*Required work:*
1) In one to three sentences, explain what the David Siegel profile says sets the song Whatever You Like apart.
2) Summarize the David Siegel profile in two sentences.
3) From the David Siegel profile, copy everything from "He is the only" down to "and Arturo Sandoval.", word for word.

*Source excerpt:*
--

David Siegel  is an American producer, songwriter and musician based in Miami, FL.  He is best known for co-writing Escape recorded by Enrique Iglesias in 2002, as well as co-writing a three-times certified platinum song by the RIAA. Whatever You Like recorded by T.I. in 2008, which remained #1 in the Billboard Hot 100 for seven non-consecutive weeks.

Siegel placed #3 in the Top Ten Songwriters Chart listed in Billboard Magazine's First Publishers Quarterly Edition issued in May 2009.

He has songs written with writers/artists/producers such as Beyonce, Kara DioGuardia, Christina Aguilera, Cathy Dennis, Shelly Peiken, Linda Perry, Shepp Soloman, Rico Love, Jim Jonsin, Mutt Lang, Rico Beats, Ron Fair, Steve Morales, Bilewa Mohammed, and Mike Caren.

He is the only writer/producer whose repertoire spans from pop divas such as Celine Dion, Christina Aguilera, and Jessica Simpson, rap artists like Pusha T, T.I., and Soulja Boy, several prominent Latin American crossover artists, to notable jazz artists like Kurt Elling and Arturo Sandoval.

Awards
2010 – BMI Pop Award for Whatever You Like recorded by T.I.
2009 – BMI Urban Award for Whatever You Like recorded by T.I.
2005 – BMI Latin Award for Cerca de Ti/Closer To You recorded by Thalía.
2003 – BMI Latin Award, and BMI Pop Award for Escape recorded by Enrique Iglesias.

Discography and song credits
Krystal Poppin (2021) - Composer/Producer/Keyboards
"Ain't No Stoppin'"
CNCO - CNCO (2018) - Composer/Keyboards
”Estoy Enamorado De Ti”
Lauren Mayhew - Reload the Summer (2016) - Composer
"Wake Up"

--

*Supplied data:*
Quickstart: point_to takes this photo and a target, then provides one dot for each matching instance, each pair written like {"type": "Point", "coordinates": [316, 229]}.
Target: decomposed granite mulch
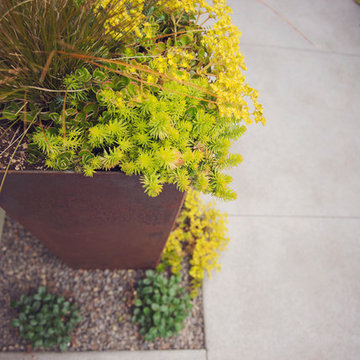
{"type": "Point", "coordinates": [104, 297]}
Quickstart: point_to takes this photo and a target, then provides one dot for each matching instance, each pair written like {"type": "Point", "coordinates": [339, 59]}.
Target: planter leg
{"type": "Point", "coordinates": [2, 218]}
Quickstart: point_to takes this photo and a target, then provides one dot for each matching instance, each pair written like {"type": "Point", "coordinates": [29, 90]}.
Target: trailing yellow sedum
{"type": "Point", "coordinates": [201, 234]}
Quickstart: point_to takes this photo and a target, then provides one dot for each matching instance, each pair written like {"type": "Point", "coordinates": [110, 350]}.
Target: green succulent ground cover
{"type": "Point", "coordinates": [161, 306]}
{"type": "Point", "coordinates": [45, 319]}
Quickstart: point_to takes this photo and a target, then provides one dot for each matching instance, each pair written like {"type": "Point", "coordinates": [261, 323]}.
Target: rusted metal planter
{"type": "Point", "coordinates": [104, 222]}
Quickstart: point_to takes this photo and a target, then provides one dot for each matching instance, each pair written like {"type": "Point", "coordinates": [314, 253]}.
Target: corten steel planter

--

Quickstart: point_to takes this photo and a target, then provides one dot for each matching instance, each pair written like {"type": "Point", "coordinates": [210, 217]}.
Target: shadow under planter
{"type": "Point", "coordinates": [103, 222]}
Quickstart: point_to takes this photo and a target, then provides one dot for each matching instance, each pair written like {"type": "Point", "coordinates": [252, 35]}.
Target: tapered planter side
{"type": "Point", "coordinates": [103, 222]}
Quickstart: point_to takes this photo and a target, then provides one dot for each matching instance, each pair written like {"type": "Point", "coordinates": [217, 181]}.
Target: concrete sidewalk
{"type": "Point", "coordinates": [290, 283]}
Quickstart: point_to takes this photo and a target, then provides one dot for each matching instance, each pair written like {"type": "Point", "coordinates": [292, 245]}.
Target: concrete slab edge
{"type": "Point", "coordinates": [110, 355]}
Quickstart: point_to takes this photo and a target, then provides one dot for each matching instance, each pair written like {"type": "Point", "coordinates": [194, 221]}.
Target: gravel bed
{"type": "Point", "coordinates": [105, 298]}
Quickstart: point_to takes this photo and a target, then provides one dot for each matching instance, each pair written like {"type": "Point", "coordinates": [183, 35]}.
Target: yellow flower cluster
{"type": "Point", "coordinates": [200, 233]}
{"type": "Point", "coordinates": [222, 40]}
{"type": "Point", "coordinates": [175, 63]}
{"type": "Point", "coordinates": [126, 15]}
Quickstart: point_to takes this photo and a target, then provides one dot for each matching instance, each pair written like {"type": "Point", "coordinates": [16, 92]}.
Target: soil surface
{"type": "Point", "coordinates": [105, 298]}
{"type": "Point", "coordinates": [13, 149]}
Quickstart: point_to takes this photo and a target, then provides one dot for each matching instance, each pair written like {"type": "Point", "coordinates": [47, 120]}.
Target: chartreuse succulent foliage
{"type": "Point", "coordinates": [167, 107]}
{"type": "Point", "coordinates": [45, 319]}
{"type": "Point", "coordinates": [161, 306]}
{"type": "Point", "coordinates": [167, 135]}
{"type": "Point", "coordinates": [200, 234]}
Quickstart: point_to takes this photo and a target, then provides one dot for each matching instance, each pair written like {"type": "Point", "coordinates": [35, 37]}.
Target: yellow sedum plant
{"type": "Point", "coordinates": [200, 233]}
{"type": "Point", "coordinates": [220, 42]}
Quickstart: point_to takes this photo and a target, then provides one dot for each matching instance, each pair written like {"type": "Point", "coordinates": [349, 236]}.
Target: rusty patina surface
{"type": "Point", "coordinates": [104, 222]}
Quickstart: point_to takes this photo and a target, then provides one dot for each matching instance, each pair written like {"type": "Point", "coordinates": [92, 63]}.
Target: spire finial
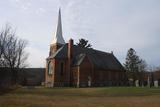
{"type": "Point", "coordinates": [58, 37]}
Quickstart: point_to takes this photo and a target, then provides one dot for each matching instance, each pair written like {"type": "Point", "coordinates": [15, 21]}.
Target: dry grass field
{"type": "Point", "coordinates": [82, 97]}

--

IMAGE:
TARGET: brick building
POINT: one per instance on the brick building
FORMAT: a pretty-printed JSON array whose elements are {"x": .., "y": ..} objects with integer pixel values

--

*Written responses:*
1) Whatever You Like, recorded by T.I. in 2008 and co-written by Siegel, was certified platinum three times by the RIAA. It also held the #1 spot on the Billboard Hot 100 for seven non-consecutive weeks.

2) David Siegel is a Miami-based American producer, songwriter and musician best known for co-writing Escape for Enrique Iglesias and the multi-platinum, long-running #1 hit Whatever You Like for T.I. He has worked with a wide range of pop, rap, Latin and jazz artists and has won several BMI Pop, Urban and Latin Awards.

3)
He is the only writer/producer whose repertoire spans from pop divas such as Celine Dion, Christina Aguilera, and Jessica Simpson, rap artists like Pusha T, T.I., and Soulja Boy, several prominent Latin American crossover artists, to notable jazz artists like Kurt Elling and Arturo Sandoval.